WORK INSTRUCTION
Please repeat all the entries. Nothing may differ.

##### RECORDS TO PROCESS

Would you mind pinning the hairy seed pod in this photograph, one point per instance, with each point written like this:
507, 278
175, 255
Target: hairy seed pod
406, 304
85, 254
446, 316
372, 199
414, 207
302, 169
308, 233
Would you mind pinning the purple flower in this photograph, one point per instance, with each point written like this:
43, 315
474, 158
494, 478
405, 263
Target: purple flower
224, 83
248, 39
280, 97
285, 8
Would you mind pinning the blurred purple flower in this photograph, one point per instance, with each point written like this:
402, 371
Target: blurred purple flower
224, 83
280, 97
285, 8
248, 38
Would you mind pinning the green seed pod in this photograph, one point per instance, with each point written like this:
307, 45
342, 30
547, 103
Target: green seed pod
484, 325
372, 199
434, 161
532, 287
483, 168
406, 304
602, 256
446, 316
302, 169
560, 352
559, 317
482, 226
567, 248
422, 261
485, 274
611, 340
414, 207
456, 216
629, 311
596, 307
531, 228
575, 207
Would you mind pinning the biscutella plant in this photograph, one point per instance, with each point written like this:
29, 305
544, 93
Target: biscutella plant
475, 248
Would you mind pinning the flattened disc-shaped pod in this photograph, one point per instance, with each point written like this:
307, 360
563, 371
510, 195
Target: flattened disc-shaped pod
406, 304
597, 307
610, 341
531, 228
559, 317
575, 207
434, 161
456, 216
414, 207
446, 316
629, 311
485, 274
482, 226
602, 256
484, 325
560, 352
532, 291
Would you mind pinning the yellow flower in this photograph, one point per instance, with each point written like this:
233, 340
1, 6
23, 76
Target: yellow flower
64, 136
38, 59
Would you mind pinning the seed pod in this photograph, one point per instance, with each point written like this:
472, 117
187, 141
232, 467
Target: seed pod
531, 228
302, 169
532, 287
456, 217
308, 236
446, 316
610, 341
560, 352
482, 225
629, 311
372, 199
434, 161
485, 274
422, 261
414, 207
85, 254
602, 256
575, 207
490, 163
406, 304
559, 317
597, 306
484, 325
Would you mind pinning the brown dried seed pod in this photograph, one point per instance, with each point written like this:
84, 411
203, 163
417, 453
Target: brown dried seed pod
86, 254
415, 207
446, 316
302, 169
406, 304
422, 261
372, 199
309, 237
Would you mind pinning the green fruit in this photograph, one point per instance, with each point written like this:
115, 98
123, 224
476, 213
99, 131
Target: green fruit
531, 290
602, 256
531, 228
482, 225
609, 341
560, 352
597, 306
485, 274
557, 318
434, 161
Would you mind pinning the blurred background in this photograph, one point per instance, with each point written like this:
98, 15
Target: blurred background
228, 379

##########

PROBLEM SOLUTION
Would you mind pinning the hairy seed pod in this photograph, one point per instance, with each point written like this:
507, 278
175, 255
Target: hairy seed pod
406, 304
85, 254
446, 316
372, 199
414, 207
302, 169
308, 233
Would you mind pinning the purple flower in this photograph, one point per instance, with each point written like this:
43, 315
474, 158
494, 478
405, 263
Target: purple flower
224, 83
248, 39
280, 97
285, 8
Would you mind pinning the blurred purple flower in this photograph, one point per instance, with each point written like this:
402, 371
Target: blurred purple flower
224, 83
280, 97
285, 8
248, 38
Would you mind pinning the green seed pod in this photograph, one point per instance, with each point written like this:
307, 45
342, 30
547, 103
Target: green seed pod
484, 325
372, 199
434, 161
532, 287
483, 168
406, 304
602, 256
446, 316
302, 169
560, 352
559, 317
482, 226
567, 248
422, 261
485, 274
611, 340
414, 207
456, 216
629, 311
596, 307
531, 228
575, 207
Would you mind pinning the biscutella plant in this photograph, one point per instance, with each point written like this:
29, 305
544, 93
Target: biscutella plant
475, 248
Would you mind pinning the flattened disc-shaped pod in this photograph, one point per instance, with each point written like this:
307, 360
563, 371
510, 195
Target: flattened disc-shaped pod
406, 304
597, 307
610, 341
531, 228
559, 317
575, 207
434, 161
456, 216
414, 207
446, 316
629, 311
485, 274
482, 226
602, 256
484, 325
560, 352
532, 291
Would you mind pinning the yellow flower in this photograph, one point per instance, with each point written like this:
233, 340
1, 6
23, 76
Target: yellow flower
64, 136
38, 59
Would you mind pinning the seed pod in this photograph, one point per instance, with each point written like this:
472, 117
187, 141
232, 467
Target: seed pod
531, 228
302, 169
532, 287
456, 217
308, 236
446, 316
610, 341
560, 352
482, 225
629, 311
372, 199
434, 161
485, 274
422, 261
414, 207
85, 254
602, 256
575, 207
490, 163
406, 304
559, 317
597, 306
484, 325
Would you mind pinning the brown dried seed pod in this photograph, one point per instance, with each point written like this:
84, 411
203, 163
417, 453
Target: brown dried seed pod
86, 254
415, 207
446, 316
302, 169
406, 304
422, 261
372, 199
309, 237
Would you mind pinning the green fruit in this photograph, one point per instance, with each point written like this:
115, 98
123, 224
476, 213
99, 131
Target: green fruit
531, 290
602, 256
531, 228
482, 225
609, 341
560, 352
597, 306
485, 274
557, 318
434, 161
Would you mind pinning the blurred background in this photograph, one point per instance, with each point written like this:
98, 15
Target: blurred background
228, 379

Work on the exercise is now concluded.